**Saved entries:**
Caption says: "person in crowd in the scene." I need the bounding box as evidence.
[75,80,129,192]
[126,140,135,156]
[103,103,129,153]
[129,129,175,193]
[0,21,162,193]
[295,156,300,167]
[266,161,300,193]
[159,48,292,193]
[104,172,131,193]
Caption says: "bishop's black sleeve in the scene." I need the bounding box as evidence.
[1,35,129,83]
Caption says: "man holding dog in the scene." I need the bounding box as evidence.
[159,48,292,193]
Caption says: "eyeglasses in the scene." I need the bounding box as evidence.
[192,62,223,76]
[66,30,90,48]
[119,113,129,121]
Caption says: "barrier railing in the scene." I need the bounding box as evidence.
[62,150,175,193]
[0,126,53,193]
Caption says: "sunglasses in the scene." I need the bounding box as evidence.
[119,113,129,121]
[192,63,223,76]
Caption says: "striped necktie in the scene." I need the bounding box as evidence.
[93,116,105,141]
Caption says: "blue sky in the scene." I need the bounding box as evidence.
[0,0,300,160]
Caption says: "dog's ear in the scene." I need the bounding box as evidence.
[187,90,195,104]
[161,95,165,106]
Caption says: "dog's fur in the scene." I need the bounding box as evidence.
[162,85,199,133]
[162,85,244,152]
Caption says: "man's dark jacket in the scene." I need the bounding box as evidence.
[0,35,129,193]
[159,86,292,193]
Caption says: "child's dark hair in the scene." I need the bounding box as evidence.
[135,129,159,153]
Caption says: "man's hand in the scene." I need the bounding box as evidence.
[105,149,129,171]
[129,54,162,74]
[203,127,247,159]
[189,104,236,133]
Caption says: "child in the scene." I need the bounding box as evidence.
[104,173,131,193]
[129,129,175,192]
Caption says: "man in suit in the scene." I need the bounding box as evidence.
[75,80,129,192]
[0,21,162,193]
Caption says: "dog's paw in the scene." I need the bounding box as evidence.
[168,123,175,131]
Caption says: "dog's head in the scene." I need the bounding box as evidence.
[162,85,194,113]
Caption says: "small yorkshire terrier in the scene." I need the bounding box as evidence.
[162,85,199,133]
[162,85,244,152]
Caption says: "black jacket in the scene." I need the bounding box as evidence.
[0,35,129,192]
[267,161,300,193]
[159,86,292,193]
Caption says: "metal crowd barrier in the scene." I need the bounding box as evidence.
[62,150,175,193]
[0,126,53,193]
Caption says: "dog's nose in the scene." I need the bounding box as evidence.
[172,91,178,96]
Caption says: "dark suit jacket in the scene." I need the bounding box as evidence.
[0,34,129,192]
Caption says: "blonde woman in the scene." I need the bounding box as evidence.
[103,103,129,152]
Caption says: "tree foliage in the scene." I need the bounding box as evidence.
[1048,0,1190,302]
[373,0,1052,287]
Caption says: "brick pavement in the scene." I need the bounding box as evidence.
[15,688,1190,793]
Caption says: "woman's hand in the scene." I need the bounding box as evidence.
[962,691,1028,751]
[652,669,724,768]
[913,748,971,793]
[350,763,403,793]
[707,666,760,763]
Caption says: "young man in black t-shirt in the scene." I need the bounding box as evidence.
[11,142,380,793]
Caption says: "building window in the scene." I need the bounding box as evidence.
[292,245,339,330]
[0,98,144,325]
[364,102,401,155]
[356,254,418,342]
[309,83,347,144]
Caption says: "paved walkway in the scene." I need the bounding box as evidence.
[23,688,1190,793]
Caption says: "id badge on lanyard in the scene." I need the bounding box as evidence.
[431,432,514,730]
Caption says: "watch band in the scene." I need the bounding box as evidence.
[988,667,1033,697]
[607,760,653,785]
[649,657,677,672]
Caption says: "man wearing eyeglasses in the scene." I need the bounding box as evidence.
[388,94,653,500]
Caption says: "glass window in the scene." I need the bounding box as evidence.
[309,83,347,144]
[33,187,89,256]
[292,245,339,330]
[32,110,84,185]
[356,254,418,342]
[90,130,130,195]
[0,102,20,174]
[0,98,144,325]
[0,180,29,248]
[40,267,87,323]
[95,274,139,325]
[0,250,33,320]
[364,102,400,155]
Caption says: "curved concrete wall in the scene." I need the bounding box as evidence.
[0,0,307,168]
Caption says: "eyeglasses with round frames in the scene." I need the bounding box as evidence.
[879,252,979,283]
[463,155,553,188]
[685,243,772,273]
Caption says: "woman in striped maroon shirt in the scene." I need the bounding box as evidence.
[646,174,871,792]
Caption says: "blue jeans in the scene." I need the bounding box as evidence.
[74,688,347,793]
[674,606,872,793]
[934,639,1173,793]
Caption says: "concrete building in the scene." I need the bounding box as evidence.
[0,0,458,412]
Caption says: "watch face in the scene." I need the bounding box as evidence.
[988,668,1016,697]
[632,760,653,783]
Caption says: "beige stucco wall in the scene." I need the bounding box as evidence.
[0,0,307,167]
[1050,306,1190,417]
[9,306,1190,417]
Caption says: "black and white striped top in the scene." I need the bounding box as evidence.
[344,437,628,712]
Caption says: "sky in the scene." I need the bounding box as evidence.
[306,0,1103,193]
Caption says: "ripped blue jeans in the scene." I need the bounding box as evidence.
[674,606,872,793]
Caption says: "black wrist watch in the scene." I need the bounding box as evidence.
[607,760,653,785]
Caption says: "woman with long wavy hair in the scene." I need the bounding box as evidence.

**Exercise description:** Copy the entire listing above word for word, keeping every line in its original order.

**Expected output:**
Caption says: "person in crowd in the scene." I need the bounding box as evidence.
[75,80,129,192]
[126,140,135,156]
[103,103,129,153]
[129,129,175,193]
[0,21,162,193]
[295,156,300,167]
[266,161,300,193]
[159,48,292,193]
[104,172,131,193]
Caption says: "bishop's black sleeve in the scene." I need the bounding box as evidence.
[1,35,129,83]
Caption says: "man holding dog in the scene." I need the bounding box as evidence.
[159,48,292,193]
Caption says: "eyeglasses in the scene." I need the bounding box as evidence.
[192,62,223,76]
[66,30,90,48]
[119,113,129,121]
Caption says: "barrier railing in the scene." I need the bounding box as evidence.
[62,150,175,193]
[0,126,53,193]
Caption says: "sunglasses in the scene." I need the bounding box as evidence.
[119,113,129,121]
[192,63,223,76]
Caption says: "striped necktie in the scene." I need the bounding box as evidence.
[93,116,105,141]
Caption says: "blue sky in the scene." I need the bounding box as evidence.
[0,0,300,160]
Caption says: "dog's ear in the scene." I need the bounding box as evidence.
[187,90,195,104]
[161,95,165,106]
Caption says: "dog's fur in the scene." I need the bounding box as evidence.
[162,85,199,133]
[162,85,244,152]
Caption says: "man's dark jacket in the scene." I need the bounding box as evidence.
[0,35,129,193]
[159,86,292,193]
Caption says: "child's dark hair in the scene." I need the bounding box as evidence.
[135,129,159,153]
Caption says: "man's hand in the scene." I need the bounding box as evidence.
[105,149,129,171]
[129,54,162,74]
[203,127,247,159]
[189,104,236,133]
Caption says: "child in the scene." I need the bounding box as evidence.
[104,173,131,193]
[129,129,175,192]
Caption says: "man in suit in the scene." I need the bounding box as evidence.
[75,80,129,192]
[0,21,162,193]
Caption says: "dog's paw in the scene." I need the bounding box as evidence.
[168,123,175,131]
Caption says: "dog's head in the scene." I need the bounding box as evidence.
[162,85,194,113]
Caption says: "small yorkshire terrier in the scene." I need the bounding box as evidence.
[162,85,199,133]
[162,85,244,152]
Caption says: "black jacket in the scene." I need the bounding box as evidence.
[0,35,129,192]
[267,161,300,193]
[159,86,292,193]
Caption says: "metal crowd barrier in the scene." I need the bounding box as evidence.
[62,150,175,193]
[0,126,53,193]
Caption says: "dog's nose in the scene." I need the bounding box as evidence.
[172,91,178,96]
Caption says: "dark suit jacket in the scene." I need the bounding box as evidence.
[0,34,129,192]
Caption says: "blonde woman in the scene." I need the bounding box as evidence.
[103,103,129,152]
Caption says: "tree foliage in the scene." I need the bounding box as evidence.
[1048,0,1190,302]
[373,0,1052,287]
Caption says: "brick pavement in the scene." I need the bounding box as evidence.
[15,688,1190,793]
Caption says: "woman's hand in the scene." I need the bounding box as evidence.
[962,691,1028,751]
[652,669,724,768]
[913,748,971,793]
[350,763,403,793]
[707,666,760,763]
Caption says: "young man in black t-shirt in the scene." I need the bounding box as evidence.
[11,142,380,793]
Caption says: "building window in the scene." I need the bounding box as evidence.
[292,245,339,330]
[0,98,144,325]
[364,102,401,155]
[356,254,418,342]
[309,83,347,144]
Caption says: "paved walkway in the scene." I need the bounding box as evidence.
[23,688,1190,793]
Caption says: "id badge on lanyard in the scene." I need the bounding box as evidence.
[431,432,514,730]
Caption says: "watch band in the scene." I need the bounding box as evidence.
[988,667,1033,697]
[607,760,653,785]
[649,657,677,672]
Caption says: "man wearing eyeglasses in the scene." I need the bounding box as evidence.
[388,94,653,500]
Caption says: "glass window in the scene." I need the bounding box as evidence.
[309,83,347,144]
[33,187,89,256]
[292,245,339,330]
[32,110,84,185]
[356,254,418,342]
[90,130,130,195]
[0,102,20,174]
[0,98,144,325]
[0,180,29,248]
[40,267,87,323]
[95,274,139,325]
[0,250,33,320]
[364,102,400,155]
Caption says: "curved concrete wall in the scene." I need the bounding box as evidence.
[0,0,307,168]
Caption says: "eyeglasses with round frames in the scene." I need the bounding box as evidence.
[879,252,979,283]
[463,155,553,188]
[685,243,772,273]
Caption says: "woman in striped maroon shirt in the scene." I need the bounding box as evidence.
[646,174,871,792]
Caption says: "blue jeans in the scene." I need the bounding box as evidence.
[74,688,347,793]
[674,606,872,793]
[934,639,1173,793]
Caption says: "concrete building in the scene." I need the bounding box as evidence.
[0,0,458,412]
Caption says: "watch face in the scene." I need the bounding box as evidence.
[988,668,1016,697]
[632,760,653,783]
Caption says: "beige stucco wall in the scene." I need the bounding box as evidence.
[0,0,307,167]
[1050,306,1190,417]
[9,306,1190,417]
Caption says: "black and white striped top in the scene." I need the bounding box as evidence.
[344,437,628,712]
Caption says: "sky in the scene." I need the bounding box as evidence.
[306,0,1103,193]
Caption says: "ripped blue jeans in the scene." I need the bounding box as evidence.
[674,606,872,793]
Caption says: "black wrist watch in the scene." I need the bounding box as evidence.
[607,760,653,785]
Caption says: "woman with long wavy hair in the scene." I need the bounding box as evidence.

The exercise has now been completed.